Work request >> Examine each line of the listing below. Copy those in which the string "wooden" appears.

Data supplied >>
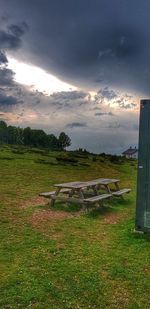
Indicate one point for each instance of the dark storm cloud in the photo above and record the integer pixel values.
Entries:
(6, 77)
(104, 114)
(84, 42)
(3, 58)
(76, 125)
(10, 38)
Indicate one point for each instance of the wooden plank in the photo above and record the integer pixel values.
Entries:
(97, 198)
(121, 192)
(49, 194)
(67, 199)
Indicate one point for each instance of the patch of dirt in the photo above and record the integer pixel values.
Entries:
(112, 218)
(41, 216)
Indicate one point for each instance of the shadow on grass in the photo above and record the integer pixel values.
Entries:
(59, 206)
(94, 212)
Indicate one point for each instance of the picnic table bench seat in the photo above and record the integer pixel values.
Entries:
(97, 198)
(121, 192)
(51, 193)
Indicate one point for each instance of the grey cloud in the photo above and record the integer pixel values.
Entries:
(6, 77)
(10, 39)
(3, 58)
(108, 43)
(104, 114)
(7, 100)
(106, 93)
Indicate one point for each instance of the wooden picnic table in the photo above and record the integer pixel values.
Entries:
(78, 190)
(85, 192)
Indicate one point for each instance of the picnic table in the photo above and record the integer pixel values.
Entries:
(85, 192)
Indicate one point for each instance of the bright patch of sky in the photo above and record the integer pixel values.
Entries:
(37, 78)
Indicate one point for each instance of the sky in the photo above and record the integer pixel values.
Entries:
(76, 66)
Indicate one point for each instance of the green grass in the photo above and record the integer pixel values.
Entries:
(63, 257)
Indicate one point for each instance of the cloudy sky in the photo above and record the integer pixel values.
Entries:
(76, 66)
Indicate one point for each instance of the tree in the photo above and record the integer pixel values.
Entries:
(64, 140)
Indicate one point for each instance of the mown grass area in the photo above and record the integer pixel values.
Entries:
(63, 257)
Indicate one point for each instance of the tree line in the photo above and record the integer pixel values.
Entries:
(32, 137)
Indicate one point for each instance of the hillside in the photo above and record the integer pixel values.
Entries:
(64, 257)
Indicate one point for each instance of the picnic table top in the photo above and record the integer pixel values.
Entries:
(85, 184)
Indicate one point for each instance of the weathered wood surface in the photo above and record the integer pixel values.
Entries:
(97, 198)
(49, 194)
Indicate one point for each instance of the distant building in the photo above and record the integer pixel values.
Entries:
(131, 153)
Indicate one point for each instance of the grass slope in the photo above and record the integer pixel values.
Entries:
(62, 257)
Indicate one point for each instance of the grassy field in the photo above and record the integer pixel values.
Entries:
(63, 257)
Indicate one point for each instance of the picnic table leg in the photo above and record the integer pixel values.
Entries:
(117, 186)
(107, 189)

* * *

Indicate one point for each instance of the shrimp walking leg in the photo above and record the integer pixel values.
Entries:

--

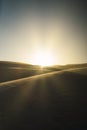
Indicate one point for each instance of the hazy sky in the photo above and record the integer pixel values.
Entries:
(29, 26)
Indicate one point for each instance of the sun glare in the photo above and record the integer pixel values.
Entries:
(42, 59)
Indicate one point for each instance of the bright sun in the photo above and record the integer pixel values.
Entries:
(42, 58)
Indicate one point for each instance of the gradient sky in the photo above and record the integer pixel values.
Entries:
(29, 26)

Task response >>
Indicate one point for each instance of the wooden plank in the photo above and record the integer pixel values.
Indicate one point for each instance of the wooden picnic table in the photo above and record the integer pixel values.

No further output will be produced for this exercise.